Required actions —
A. Repeat the RRSP forum thread word for word, starting with "## 0xCC (Jan" and going on through "limits kick in.".
B. Can you go on with the RRSP forum thread from the point where it stops?

==== Extract provided ====

If most investors did this stuff (including me all the time), we'd all be fine.

@OxCC - I guess you have to run the numbers for your situation....minimum RIF withdrawals could you push you into a higher tax bracket but you won't know until the math is done on that I guess!


----------



## 0xCC (Jan 5, 2012)

My Own Advisor; said:


> @OxCC - I guess you have to run the numbers for your situation....minimum RIF withdrawals could you push you into a higher tax bracket but you won't know until the math is done on that I guess!


I ran some hypothetical numbers and even in the minimum RIF withdrawal case the RSP portfolio was larger in value than the non-registered portfolio. I haven't tried to figure out the optimal RSP contributions yet. Also, early retirement works well in this situation because withdrawals can be smoothed out before minimum withdrawal limits kick in.

I think that one thing to add to your list of rules for investors is to contribute to your RSP and use the refund to add to your RSP contribution the following year. That will mean you reach your investment contribution goals faster and there will be more left over for non-investment activities.


----------



## My Own Advisor (Sep 24, 2012)

0xCC said:


> I think that one thing to add to your list of rules for investors is to contribute to your RSP and use the refund to add to your RSP contribution the following year. That will mean you reach your investment contribution goals faster and there will be more left over for non-investment activities.


Excellent point.


----------



## RBull (Jan 20, 2013)

Good post OxCC. 

Your findings support what I had looked at years ago. As an earlier retiree I will be smoothing our RSP withdrawals as well. 

Better even than waiting for the refund to invest is apply with CRA annually to have tax at source reduced for the remainder of the year, with proof of contributions already made or auto bank contributions to be made monthly. I think its form T1213. Then you can stop overpaying the government and waiting for your refund. You can now invest the payroll tax savings amount and get your money working for you sooner.

MOA, pretty good summary above on saving and investing.


----------



## steve41 (Apr 18, 2009)

We are forgetting something. Maxing your RSP makes sense net income-wise if you live to a comfortable age. However, if you die prematurely, your heirs will be shortchanged. There is an actuarial component to the problem.


----------



## gibor365 (Apr 1, 2011)

> If most investors did this stuff (including me all the time), we'd all be fine.


You are very right  This is more or less what we did.... when we finished paying mortgage and daycare for our kids, we fast maxed up our RRSPs and TFSAs and maxing up every year.... however, we don't have non-registered equity account, as this is our Cash portion and we try to keep 40-45% of all assests in Cash (HISA and GICs)...
To your list I'd add another point: if spouses are in different tax brackets, setup first Spousal RSP -> huge saving


----------



## cougar (Oct 15, 2014)

==== Information provided ====

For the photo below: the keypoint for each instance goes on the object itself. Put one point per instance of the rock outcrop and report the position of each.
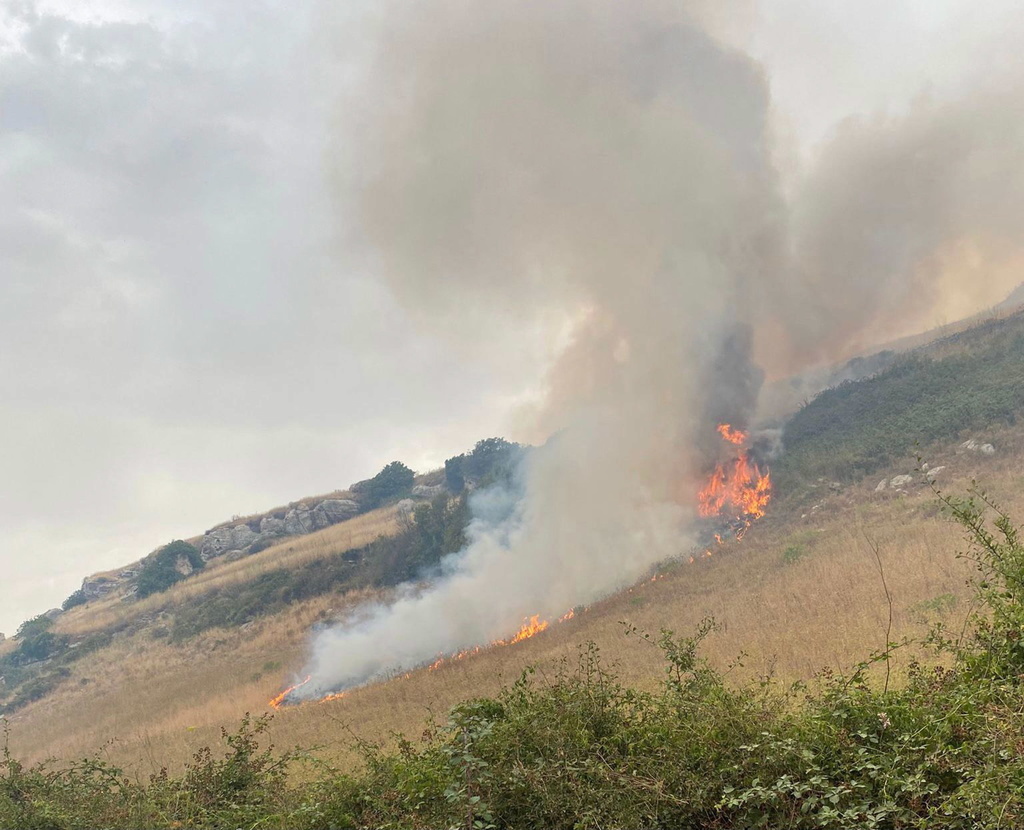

====

Answers for the exercise —
A.
## 0xCC (Jan 5, 2012)

My Own Advisor; said:


> @OxCC - I guess you have to run the numbers for your situation....minimum RIF withdrawals could you push you into a higher tax bracket but you won't know until the math is done on that I guess!


I ran some hypothetical numbers and even in the minimum RIF withdrawal case the RSP portfolio was larger in value than the non-registered portfolio. I haven't tried to figure out the optimal RSP contributions yet. Also, early retirement works well in this situation because withdrawals can be smoothed out before minimum withdrawal limits kick in.

B.
I am retired and if I were to do it all over again I might have carried forward my unused RRSP room to my last career years when I was in a higher tax bracket. Don't think I understood this concept at the time. I contributed the max each year. Granted I would have lost some compounding on interest but may have saved on income tax. In my case, particularly, I retired with a large, unexpected severance pay and no unused RRSP room and paid about 50,000 in taxes all in one year. I wished I did have some unused RRSP room because I could have had money directly put in there and deferred higher tax bracket taxes until lower income retirement years. Of course I am grateful for the severance but would have liked to have kept more of it. So there could be an advantage in your current situation if you suddenly found yourself in the same situation as me.


----------



## My Own Advisor (Sep 24, 2012)

Interesting point about severance cougar. Never really though about that but true.

I guess I figure I'll invest what I have control over now, i.e., try and maximize TFSA first, then RRSP. If I just happen to max out my RRSP account, and should something happen to my job - well, so be it.

I do have control over my RRSP contributions as much as possible now, I don't have control over what my employer might or might not do with me.


----------



## cougar (Oct 15, 2014)

Certainly you are right that you can't predict your future. The strategy we used was very similar to yours and I feel we have enough put aside to supplement my monthly pension. But it did smart a bit to give such a big chunk of cash all at once in income taxes!!


----------



## My Own Advisor (Sep 24, 2012)

No doubt cougar!


----------



## 0xCC (Jan 5, 2012)

The severance issue is a good point and one that is unfortunately relevant in the industry I work in. In fact I have had a severance situation in the past but it wasn't a large severance so it didn't have a big tax consequence.

I think my strategy from this point forward will be to put as much into an RSP as I can such that I get myself to the top of the tax bracket I hope to be in when I am retired. I think that will slowly reduce my RSP contribution limit but I don't think it will ever bring it down to under 20% or so of my salary. If I do ever find myself in a severance situation again then I should be able to shelter a good chunk of the payout. If I don't find myself in a severance position I will likely end up with unused RSP contribution room when I retire.


----------



## Davis (Nov 11, 2014)

The best time to plant a tree (or make an RRSP contribution) is ten years ago. The second best time is today.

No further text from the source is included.